(Supplied material):
--- begin ---

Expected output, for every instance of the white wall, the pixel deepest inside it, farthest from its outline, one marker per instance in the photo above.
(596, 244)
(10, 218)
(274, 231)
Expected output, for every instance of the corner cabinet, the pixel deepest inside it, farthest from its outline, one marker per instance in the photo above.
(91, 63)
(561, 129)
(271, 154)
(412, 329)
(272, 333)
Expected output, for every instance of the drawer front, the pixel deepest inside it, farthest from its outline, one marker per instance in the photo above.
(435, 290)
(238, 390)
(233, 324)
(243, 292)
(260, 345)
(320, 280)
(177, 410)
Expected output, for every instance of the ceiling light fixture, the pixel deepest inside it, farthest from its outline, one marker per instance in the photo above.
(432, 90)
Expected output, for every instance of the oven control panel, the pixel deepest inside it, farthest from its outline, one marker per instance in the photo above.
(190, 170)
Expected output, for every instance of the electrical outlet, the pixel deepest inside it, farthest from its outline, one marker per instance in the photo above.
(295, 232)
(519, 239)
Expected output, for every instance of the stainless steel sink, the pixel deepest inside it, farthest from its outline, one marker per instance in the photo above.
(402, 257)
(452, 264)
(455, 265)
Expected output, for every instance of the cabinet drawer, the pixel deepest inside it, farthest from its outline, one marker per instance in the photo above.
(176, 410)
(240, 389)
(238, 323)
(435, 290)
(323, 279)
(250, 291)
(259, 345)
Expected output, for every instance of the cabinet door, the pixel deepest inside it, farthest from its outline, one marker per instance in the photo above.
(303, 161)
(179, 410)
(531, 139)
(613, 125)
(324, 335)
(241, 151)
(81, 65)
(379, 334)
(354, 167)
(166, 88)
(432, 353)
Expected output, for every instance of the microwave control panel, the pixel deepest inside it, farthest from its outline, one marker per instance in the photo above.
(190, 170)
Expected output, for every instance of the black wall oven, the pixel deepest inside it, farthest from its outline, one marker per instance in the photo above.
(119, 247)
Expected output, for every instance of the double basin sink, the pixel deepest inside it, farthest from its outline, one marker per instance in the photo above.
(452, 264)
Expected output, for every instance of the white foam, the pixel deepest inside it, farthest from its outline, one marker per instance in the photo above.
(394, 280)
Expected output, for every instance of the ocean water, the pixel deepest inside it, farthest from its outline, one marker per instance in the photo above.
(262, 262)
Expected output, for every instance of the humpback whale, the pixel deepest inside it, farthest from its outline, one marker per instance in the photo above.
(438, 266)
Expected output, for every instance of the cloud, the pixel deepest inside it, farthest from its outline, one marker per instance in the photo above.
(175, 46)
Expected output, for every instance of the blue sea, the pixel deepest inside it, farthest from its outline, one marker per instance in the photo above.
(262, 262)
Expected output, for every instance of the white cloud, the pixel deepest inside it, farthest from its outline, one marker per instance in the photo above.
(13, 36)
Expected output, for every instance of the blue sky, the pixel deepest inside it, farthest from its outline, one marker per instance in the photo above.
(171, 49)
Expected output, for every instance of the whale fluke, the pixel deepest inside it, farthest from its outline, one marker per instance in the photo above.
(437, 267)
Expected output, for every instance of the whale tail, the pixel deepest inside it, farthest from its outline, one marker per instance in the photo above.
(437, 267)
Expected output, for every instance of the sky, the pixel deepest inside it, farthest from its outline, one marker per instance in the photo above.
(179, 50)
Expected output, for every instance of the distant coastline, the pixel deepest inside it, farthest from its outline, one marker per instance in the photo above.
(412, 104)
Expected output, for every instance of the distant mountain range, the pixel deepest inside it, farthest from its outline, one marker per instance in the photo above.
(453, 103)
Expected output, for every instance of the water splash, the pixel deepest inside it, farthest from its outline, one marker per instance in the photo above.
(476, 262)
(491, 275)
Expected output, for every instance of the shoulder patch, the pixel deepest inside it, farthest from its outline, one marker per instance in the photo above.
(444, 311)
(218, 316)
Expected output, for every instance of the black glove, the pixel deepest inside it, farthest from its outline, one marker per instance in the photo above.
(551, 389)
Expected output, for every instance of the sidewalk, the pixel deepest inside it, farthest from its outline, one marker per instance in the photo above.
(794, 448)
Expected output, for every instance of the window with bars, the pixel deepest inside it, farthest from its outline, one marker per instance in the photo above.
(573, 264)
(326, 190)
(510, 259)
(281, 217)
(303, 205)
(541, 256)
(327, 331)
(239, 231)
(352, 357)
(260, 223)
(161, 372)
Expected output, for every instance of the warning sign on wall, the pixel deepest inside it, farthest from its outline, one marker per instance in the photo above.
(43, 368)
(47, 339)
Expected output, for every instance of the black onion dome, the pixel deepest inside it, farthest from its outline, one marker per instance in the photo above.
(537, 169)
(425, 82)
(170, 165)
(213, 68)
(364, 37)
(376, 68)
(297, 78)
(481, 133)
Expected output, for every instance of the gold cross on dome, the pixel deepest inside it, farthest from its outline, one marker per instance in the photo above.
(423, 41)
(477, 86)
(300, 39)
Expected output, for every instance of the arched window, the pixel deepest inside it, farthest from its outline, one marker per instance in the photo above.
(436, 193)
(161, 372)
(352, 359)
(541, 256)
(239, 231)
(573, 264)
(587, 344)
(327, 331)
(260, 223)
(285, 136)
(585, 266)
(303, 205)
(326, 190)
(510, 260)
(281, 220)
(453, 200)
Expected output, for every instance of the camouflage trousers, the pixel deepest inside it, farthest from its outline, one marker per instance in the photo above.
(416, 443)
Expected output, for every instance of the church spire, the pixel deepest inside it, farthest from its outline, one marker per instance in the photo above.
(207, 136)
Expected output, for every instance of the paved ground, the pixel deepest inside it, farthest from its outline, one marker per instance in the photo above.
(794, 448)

--- end ---

(Exercise instructions):
Quote all of the entries verbatim.

(Result below):
Expected output, for every instance of the white wall, the pixel deepest inside it, farthest from its outline, one marker per instance in the photo above.
(596, 244)
(10, 218)
(274, 231)
Expected output, for every instance of the corner cabinet, the pixel deepest inside it, farthest from its outline, one marker per instance in the photo above.
(91, 63)
(561, 129)
(271, 154)
(412, 329)
(272, 333)
Expected output, for every instance of the drawer front, the pixel deepest inside it, farthest from its outline, one marker per instance in the photo above.
(435, 290)
(238, 390)
(233, 324)
(243, 292)
(260, 345)
(320, 280)
(177, 410)
Expected output, for every instance of the ceiling light fixture, the pixel deepest inside it, farthest from its outline, one marker per instance in the photo above.
(432, 90)
Expected output, for every instance of the oven control panel, the pixel deepest inside it, farthest from its outline, one marker per instance in the photo above.
(190, 170)
Expected output, for every instance of the electrical outlet, the pixel deepest inside it, farthest from its outline, one marker per instance in the photo above.
(295, 232)
(519, 239)
Expected output, for every instance of the stainless steel sink, the pixel deepest inside it, farthest from its outline, one marker per instance in the photo above.
(402, 257)
(452, 264)
(455, 265)
Expected output, for every instance of the cabinet drawer, the pixel deepest inside it, farthest from its outline, one marker per instance in the photo above.
(176, 410)
(240, 389)
(238, 323)
(435, 290)
(323, 279)
(250, 291)
(259, 345)
Expected output, for every instance of the cabinet door, the pixel deepest inside it, farthest from its outline, one marker per instance in the photo above.
(303, 161)
(179, 410)
(531, 139)
(613, 125)
(324, 335)
(241, 151)
(81, 65)
(379, 334)
(354, 167)
(166, 88)
(432, 353)
Expected output, for every instance of the microwave control panel, the pixel deepest inside it, farthest from its outline, one marker per instance in the photo above.
(190, 170)
Expected output, for every instance of the black wall oven, the pixel deepest inside it, farthest from its outline, one marker per instance in the photo above.
(119, 247)
Expected output, for every instance of the double basin sink, the pixel deepest inside it, farthest from its outline, one marker per instance in the photo above.
(452, 264)
Expected output, for every instance of the white foam, the pixel deepest inside it, farthest from its outline, one marker per instance in the photo above.
(394, 280)
Expected output, for every instance of the ocean water, the pixel deepest inside it, farthest from its outline, one marker per instance in the photo above.
(262, 262)
Expected output, for every instance of the humpback whale, the pixel deepest inside it, farthest from its outline, one marker per instance in the photo above.
(438, 266)
Expected output, for every instance of the cloud, the pixel deepest inside it, farthest from its outline, one marker per instance in the photo above.
(175, 46)
Expected output, for every instance of the blue sea, the pixel deepest inside it, farthest from its outline, one marker per instance in the photo above.
(262, 262)
Expected output, for every instance of the white cloud, the pixel deepest inside it, farthest from its outline, one marker per instance in the photo above.
(13, 36)
Expected output, for every instance of the blue sky, the pixel deepest inside it, farthest from its outline, one marker per instance in the photo above.
(171, 49)
Expected output, for every instance of the whale fluke, the pixel deepest inside it, farthest from its outline, one marker per instance in the photo above.
(437, 267)
Expected output, for every instance of the whale tail, the pixel deepest inside it, farthest from its outline, one marker per instance in the photo above.
(437, 267)
Expected output, for every instance of the sky, the pixel deepest inside it, farthest from its outline, one marker per instance in the photo above.
(179, 50)
Expected output, for every instance of the distant coastline, the pixel deepest inside it, farthest from its outline, one marker per instance in the photo above.
(412, 104)
Expected output, for every instance of the distant mountain range, the pixel deepest inside it, farthest from its outline, one marker per instance in the photo above.
(453, 103)
Expected output, for every instance of the water splash, the pixel deepest inside it, farthest from its outline, one marker per instance in the photo above.
(476, 262)
(491, 275)
Expected output, for every instance of the shoulder patch, the pixel deepest inside it, farthest from its outline, one marker per instance in the photo above.
(444, 311)
(218, 316)
Expected output, for every instance of the black glove, the pixel deepest inside it, farthest from its outline, one marker per instance in the photo above.
(551, 389)
Expected output, for every instance of the sidewalk, the pixel deepest inside it, farthest from its outline, one marker per instance in the photo above.
(794, 448)
Expected output, for every instance of the window with bars, the pixel deepest inside it, farthest from its outline, one marker per instance in the photo above.
(573, 264)
(326, 190)
(510, 259)
(281, 217)
(303, 205)
(541, 256)
(327, 331)
(239, 231)
(352, 357)
(260, 223)
(161, 372)
Expected output, for every instance of the warning sign on wall, the pixel deepest inside it, farthest from its outline, one marker per instance in the photo above.
(43, 368)
(47, 339)
Expected output, for every instance of the black onion dome, the pixel deepest inside it, farthest from its outline, one marker per instance in the photo above.
(537, 169)
(425, 82)
(170, 165)
(213, 68)
(364, 37)
(376, 68)
(297, 78)
(481, 133)
Expected output, for every instance of the gold cross on dome, the pixel deepest inside it, farthest from its outline, one marker per instance in the photo above.
(423, 41)
(477, 86)
(300, 39)
Expected output, for every instance of the arched window, the pixel deepest inside it, farthest from its outline, one marker per instance in the photo above.
(436, 193)
(161, 372)
(352, 359)
(541, 256)
(239, 231)
(573, 264)
(587, 344)
(327, 331)
(260, 223)
(285, 136)
(585, 266)
(303, 205)
(326, 190)
(510, 260)
(281, 220)
(453, 200)
Expected output, for every instance of the camouflage trousers, the pixel deepest inside it, farthest from its outline, one marker per instance in the photo above.
(416, 443)
Expected output, for every instance of the church spire, the pixel deepest inside it, farthest from its outline, one marker per instance in the photo above.
(207, 136)
Expected output, for every instance of the paved ground, the pixel deepest inside it, farthest from its outline, one marker per instance in the photo above.
(794, 448)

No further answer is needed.